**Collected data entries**
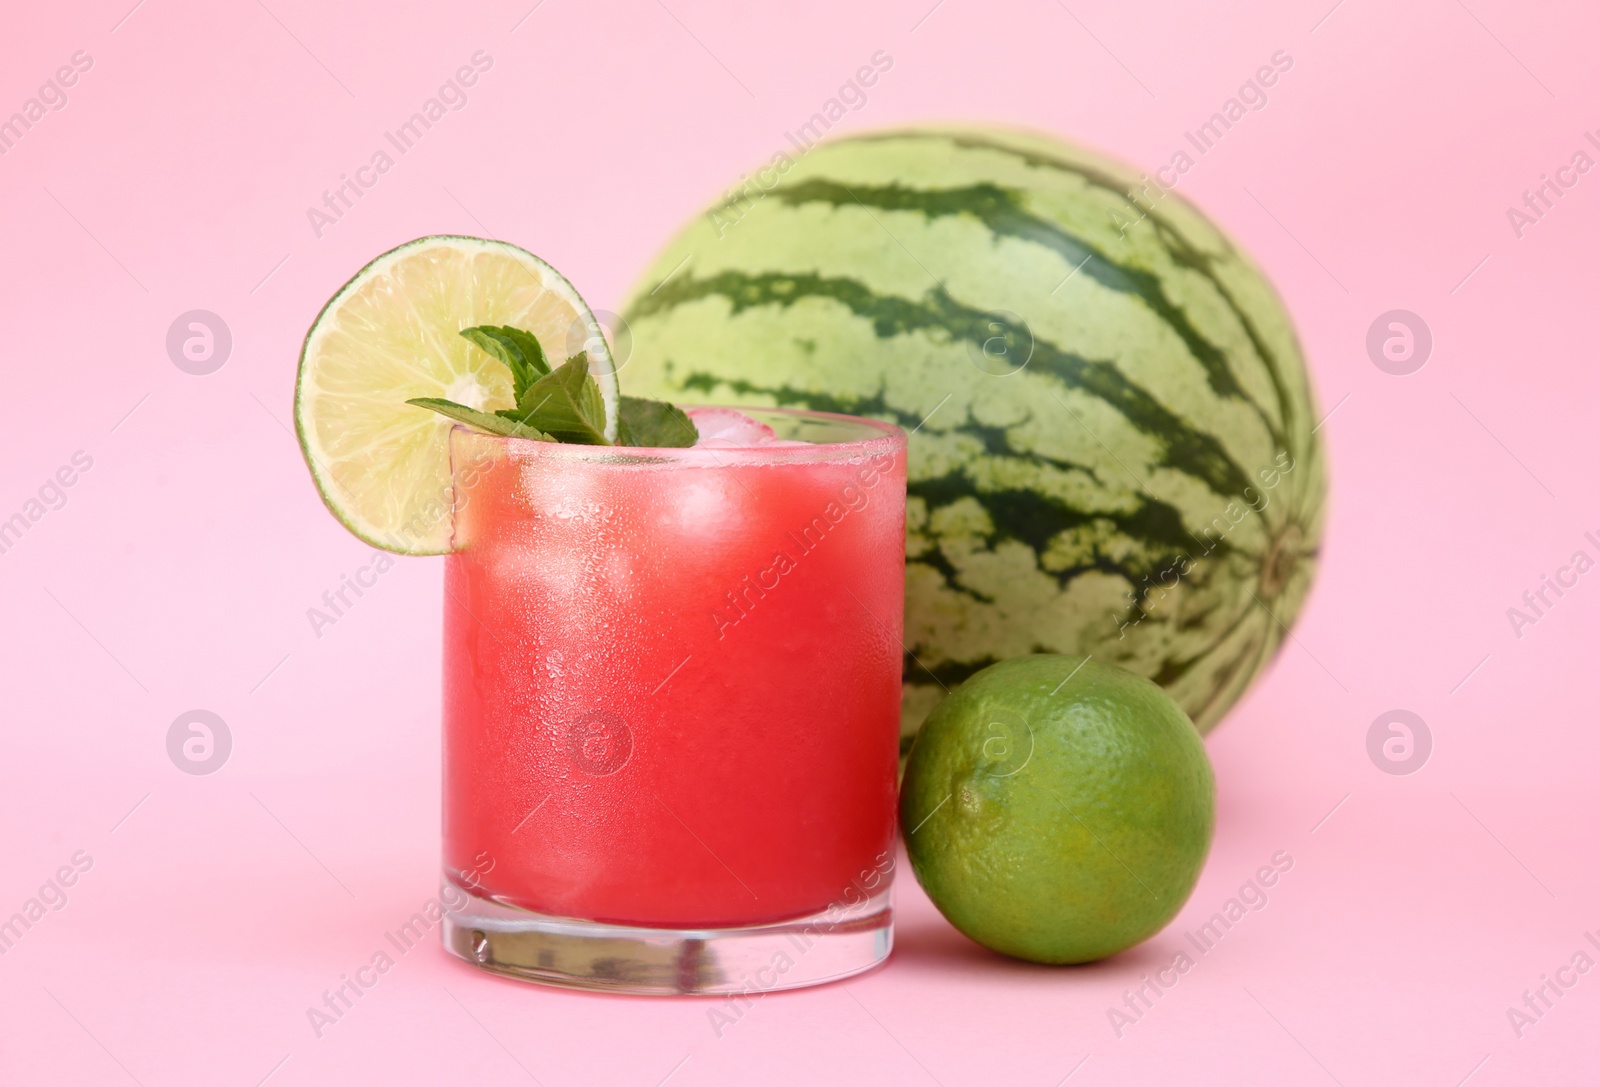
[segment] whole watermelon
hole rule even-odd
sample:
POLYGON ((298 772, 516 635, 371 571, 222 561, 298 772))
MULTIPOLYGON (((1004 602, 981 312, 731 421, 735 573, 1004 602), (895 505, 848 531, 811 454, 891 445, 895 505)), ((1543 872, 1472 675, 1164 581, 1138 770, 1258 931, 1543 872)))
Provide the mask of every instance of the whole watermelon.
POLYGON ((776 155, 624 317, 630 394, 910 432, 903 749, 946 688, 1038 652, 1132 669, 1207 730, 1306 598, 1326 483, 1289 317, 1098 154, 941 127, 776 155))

**Task requirements**
The entries above are to be copied exactly, with every picture left out.

**Solution to this task**
[segment] whole watermelon
hole rule even-odd
sample:
POLYGON ((298 772, 516 635, 371 571, 222 561, 298 772))
MULTIPOLYGON (((1004 602, 981 312, 731 421, 735 573, 1004 602), (895 505, 848 531, 811 454, 891 445, 895 505)), ((1543 872, 1472 675, 1164 581, 1138 770, 1258 931, 1543 872)))
Provide the mask of every instance of the whole watermelon.
POLYGON ((776 155, 624 317, 630 394, 910 432, 903 749, 946 688, 1038 652, 1132 669, 1207 730, 1306 598, 1326 483, 1289 317, 1098 154, 941 127, 776 155))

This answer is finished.